▶ _Passage for review_:
Collectively, it appears that patients with ECP and MDD are an important, yet underserved, vulnerable sub-group to target for sleep interventions in order to reduce depression and suicide risk. Although individuals with greater eveningness may experience weaker antidepressant effects from both antidepressant medications and CBT-I, augmenting depression treatment with CBT-I may lead to improved outcomes than either treatment alone.

High Depression and Anxiety Severity

Among samples with insomnia and comorbid depression or anxiety, there is mixed evidence for symptom severity as a moderator of CBT-I outcomes. Henry et al. (2021), conducting a sub-analysis of two large randomized controlled trials of CBT-I for patients with comorbid insomnia and depression, failed to find any significant moderating effect—i.e., CBT-I was equally effective in improving both insomnia and depressive symptoms for patients regardless of baseline depression symptom severity [29••]. Similarly, in a randomized controlled trial, Christensen et al. [32] found an online CBT-I program (SHUTi) to have consistent depression effects among participants with few vs. elevated depression symptoms at baseline [32]. The above findings, however, are not consistent with results from the Sandlund and Norell-Clarke [65] RCT of CBT-I for primary care patients with insomnia disorder [65]. In this sample, baseline depressive symptoms were a significant predictor of remission, while baseline insomnia symptoms were not—i.e., participants with greater baseline depressive symptom severity were less likely to experience insomnia remission after treatment [65].

▶ _Record extracts_:

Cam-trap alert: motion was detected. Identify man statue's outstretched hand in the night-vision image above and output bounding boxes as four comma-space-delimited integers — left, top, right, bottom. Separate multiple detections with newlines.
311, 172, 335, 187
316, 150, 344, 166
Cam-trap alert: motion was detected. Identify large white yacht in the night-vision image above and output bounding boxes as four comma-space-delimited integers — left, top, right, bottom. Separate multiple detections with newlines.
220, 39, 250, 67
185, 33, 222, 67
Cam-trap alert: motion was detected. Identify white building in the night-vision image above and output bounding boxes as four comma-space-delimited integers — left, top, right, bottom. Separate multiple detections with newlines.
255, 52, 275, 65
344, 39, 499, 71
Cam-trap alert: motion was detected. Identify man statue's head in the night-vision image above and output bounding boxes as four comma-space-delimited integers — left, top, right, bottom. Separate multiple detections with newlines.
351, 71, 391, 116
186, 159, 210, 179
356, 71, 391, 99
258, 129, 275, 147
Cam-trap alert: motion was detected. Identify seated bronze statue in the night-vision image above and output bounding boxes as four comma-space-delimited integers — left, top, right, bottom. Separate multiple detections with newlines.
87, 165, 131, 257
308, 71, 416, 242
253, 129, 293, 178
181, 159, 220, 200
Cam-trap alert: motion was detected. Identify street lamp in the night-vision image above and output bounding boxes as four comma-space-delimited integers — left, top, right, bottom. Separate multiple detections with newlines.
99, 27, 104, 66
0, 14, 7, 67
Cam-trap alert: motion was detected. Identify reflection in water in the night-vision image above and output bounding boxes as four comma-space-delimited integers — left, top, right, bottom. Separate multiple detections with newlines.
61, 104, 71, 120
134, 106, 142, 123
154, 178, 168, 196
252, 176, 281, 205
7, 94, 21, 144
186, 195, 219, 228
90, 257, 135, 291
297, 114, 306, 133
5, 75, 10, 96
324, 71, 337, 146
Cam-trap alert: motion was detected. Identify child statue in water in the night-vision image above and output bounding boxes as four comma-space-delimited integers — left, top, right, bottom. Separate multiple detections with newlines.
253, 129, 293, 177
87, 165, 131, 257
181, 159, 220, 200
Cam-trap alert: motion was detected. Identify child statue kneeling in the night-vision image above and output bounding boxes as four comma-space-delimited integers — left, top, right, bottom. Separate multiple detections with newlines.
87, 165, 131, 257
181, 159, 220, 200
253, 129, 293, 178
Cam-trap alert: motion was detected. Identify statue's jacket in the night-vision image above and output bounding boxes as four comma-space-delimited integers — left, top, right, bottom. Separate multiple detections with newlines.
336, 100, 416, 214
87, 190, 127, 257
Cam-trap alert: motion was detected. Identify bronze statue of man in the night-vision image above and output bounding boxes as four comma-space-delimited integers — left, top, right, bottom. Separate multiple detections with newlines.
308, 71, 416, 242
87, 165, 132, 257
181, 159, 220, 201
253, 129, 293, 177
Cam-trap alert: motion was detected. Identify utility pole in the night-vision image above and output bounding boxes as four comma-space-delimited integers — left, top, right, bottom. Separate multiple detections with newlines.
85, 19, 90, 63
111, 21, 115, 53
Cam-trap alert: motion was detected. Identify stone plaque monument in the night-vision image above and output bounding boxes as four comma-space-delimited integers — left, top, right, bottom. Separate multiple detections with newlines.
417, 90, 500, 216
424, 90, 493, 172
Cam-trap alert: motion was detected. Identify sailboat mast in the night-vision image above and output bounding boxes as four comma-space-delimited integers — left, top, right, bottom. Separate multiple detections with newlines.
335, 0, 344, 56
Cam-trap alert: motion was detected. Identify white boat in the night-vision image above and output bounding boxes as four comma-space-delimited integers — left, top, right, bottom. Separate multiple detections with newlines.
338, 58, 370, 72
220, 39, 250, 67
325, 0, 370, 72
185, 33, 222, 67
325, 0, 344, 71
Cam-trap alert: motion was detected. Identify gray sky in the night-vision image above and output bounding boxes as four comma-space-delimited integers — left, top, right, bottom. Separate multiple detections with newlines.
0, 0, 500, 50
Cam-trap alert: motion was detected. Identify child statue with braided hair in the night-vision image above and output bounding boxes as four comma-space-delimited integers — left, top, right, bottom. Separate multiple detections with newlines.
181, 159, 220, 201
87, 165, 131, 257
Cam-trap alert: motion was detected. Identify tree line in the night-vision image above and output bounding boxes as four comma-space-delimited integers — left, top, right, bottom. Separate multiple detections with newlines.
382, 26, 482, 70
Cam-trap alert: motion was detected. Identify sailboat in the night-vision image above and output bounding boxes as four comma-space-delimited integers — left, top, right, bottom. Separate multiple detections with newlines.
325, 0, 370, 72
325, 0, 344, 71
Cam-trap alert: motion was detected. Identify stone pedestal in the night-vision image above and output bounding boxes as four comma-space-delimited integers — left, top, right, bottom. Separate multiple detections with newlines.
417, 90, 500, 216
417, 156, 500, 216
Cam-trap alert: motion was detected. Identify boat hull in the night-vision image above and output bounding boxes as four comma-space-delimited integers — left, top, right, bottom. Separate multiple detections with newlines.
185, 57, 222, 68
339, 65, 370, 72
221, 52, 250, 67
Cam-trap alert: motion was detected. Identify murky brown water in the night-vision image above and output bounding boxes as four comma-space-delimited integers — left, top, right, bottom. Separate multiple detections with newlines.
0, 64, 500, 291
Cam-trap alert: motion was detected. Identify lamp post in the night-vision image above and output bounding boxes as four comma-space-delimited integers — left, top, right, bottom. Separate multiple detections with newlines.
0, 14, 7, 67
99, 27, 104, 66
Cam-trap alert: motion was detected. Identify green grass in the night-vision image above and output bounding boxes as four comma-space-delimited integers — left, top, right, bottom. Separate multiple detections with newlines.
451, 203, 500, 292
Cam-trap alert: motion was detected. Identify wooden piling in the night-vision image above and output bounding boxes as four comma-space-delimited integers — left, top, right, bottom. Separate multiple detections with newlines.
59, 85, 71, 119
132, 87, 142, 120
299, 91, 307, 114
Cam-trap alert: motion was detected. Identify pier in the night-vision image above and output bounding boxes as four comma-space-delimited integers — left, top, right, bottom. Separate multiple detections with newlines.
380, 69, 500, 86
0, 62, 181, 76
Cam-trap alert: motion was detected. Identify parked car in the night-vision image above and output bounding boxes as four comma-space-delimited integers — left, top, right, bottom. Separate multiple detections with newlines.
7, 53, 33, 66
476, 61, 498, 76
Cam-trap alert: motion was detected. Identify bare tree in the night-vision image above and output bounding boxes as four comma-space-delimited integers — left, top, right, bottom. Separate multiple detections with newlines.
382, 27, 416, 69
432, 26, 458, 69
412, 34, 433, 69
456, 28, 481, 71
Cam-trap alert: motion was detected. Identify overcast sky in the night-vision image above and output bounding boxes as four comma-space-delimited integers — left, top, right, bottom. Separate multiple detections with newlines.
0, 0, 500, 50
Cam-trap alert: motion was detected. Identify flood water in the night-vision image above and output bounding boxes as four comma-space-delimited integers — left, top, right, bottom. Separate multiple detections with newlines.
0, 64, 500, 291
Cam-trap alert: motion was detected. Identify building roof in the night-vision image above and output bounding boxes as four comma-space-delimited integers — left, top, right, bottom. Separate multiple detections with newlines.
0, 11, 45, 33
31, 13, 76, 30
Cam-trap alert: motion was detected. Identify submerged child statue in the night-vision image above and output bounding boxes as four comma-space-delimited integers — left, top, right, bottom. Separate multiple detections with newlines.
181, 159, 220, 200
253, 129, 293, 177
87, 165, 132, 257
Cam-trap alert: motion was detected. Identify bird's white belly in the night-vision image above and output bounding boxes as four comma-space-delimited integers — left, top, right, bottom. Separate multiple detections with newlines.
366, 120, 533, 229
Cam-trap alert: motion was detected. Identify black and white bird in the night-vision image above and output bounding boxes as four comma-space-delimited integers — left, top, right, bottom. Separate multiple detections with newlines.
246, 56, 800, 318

▶ _Task instructions_: Could you retype, word for word, the entire passage above on insomnia treatment for patients with depression?

▶ _Result below_:
Collectively, it appears that patients with ECP and MDD are an important, yet underserved, vulnerable sub-group to target for sleep interventions in order to reduce depression and suicide risk. Although individuals with greater eveningness may experience weaker antidepressant effects from both antidepressant medications and CBT-I, augmenting depression treatment with CBT-I may lead to improved outcomes than either treatment alone.

High Depression and Anxiety Severity

Among samples with insomnia and comorbid depression or anxiety, there is mixed evidence for symptom severity as a moderator of CBT-I outcomes. Henry et al. (2021), conducting a sub-analysis of two large randomized controlled trials of CBT-I for patients with comorbid insomnia and depression, failed to find any significant moderating effect—i.e., CBT-I was equally effective in improving both insomnia and depressive symptoms for patients regardless of baseline depression symptom severity [29••]. Similarly, in a randomized controlled trial, Christensen et al. [32] found an online CBT-I program (SHUTi) to have consistent depression effects among participants with few vs. elevated depression symptoms at baseline [32]. The above findings, however, are not consistent with results from the Sandlund and Norell-Clarke [65] RCT of CBT-I for primary care patients with insomnia disorder [65]. In this sample, baseline depressive symptoms were a significant predictor of remission, while baseline insomnia symptoms were not—i.e., participants with greater baseline depressive symptom severity were less likely to experience insomnia remission after treatment [65].